Show each line of the material below that contains the string "cave". Case counts, so match capital and lowercase letters exactly.

===== Dataset entries =====

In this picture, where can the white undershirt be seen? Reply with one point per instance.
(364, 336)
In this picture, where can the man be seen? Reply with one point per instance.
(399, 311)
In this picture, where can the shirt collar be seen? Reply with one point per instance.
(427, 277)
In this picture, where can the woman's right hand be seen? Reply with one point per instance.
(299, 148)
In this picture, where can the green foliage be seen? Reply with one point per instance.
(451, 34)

=====
===== Dataset entries =====

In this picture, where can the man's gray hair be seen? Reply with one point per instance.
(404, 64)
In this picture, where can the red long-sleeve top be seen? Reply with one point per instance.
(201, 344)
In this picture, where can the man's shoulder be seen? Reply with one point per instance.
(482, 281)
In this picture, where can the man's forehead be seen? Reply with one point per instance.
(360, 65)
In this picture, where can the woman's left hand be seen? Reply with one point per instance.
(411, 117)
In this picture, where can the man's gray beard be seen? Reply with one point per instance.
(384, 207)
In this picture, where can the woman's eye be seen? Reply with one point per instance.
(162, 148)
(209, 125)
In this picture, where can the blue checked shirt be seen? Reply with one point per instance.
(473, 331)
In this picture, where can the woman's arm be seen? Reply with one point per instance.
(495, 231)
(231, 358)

=====
===== Dataset entries =====

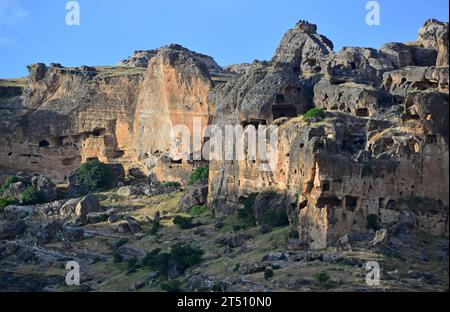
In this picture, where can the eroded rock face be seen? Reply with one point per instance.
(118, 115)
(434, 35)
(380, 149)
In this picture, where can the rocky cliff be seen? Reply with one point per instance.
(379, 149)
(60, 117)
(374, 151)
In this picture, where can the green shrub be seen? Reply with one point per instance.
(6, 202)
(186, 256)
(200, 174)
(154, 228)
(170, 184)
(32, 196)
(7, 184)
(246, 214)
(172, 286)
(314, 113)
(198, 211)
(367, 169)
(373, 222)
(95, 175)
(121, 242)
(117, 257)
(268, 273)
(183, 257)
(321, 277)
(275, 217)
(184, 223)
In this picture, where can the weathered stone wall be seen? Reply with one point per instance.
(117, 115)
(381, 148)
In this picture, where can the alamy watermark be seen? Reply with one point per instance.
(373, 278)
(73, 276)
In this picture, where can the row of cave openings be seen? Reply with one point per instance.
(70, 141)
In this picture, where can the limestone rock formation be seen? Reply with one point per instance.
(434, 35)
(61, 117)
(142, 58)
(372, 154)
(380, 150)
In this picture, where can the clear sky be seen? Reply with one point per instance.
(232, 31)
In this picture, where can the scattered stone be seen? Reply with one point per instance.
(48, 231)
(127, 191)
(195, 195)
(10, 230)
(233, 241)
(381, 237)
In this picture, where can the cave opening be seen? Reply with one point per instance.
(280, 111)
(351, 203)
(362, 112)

=====

[Exercise output]
In this picture, where can the row of cave openings be seen? Reply with one point per instance.
In this picture, where can the cave opening be seen? Reply with one point per instance.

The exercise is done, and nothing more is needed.